→ **What the task requires**
All entries below are to be duplicated verbatim.

=== Supplied records ===

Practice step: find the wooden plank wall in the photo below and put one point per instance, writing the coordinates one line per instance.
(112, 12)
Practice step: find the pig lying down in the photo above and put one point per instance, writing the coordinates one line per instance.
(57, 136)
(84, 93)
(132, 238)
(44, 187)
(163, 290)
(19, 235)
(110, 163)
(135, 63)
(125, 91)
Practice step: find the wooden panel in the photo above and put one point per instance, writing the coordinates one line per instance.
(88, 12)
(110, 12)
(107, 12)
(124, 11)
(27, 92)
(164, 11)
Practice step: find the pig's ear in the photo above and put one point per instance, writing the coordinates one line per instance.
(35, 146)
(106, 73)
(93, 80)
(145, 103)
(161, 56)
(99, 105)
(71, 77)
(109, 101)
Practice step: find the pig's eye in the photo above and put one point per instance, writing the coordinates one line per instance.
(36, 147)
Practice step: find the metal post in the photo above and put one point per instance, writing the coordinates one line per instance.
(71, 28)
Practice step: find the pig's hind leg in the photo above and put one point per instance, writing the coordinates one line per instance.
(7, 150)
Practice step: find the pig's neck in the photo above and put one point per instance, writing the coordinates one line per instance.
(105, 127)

===

→ **Exercise output**
Practice step: find the wooden plank wall in the photo below and put one point per instance, writing the coordinates one line per instance.
(112, 12)
Practice step: find the pig lying down in the photo above and put one point per instance, writing the coordinates one line per instance.
(57, 136)
(84, 93)
(132, 238)
(44, 187)
(163, 290)
(19, 235)
(110, 163)
(135, 63)
(125, 91)
Practice step: find the wooden panel in the photo above and put one point per instance, writing the coordinates one line per instance.
(88, 12)
(110, 12)
(107, 12)
(124, 11)
(27, 92)
(164, 11)
Practice step: find the pig's ear in the photo above and put one point per instance, writing the coordinates one line per instance.
(35, 146)
(106, 73)
(93, 80)
(145, 103)
(161, 56)
(99, 105)
(71, 77)
(109, 101)
Practice step: find the pig's eye in the photo above and put one point per instance, writing the coordinates one line per instance.
(36, 147)
Practice step: find the metal post in the photo above and put one point per instance, writing the coordinates one line per instance.
(71, 28)
Practice step: find the pig's hind leg in the photo above and put one point per instance, writing the coordinates one line per instance.
(7, 150)
Practice step: find the pig's neck in the photo above and put one point per instance, writing the coordinates one line per instance.
(105, 127)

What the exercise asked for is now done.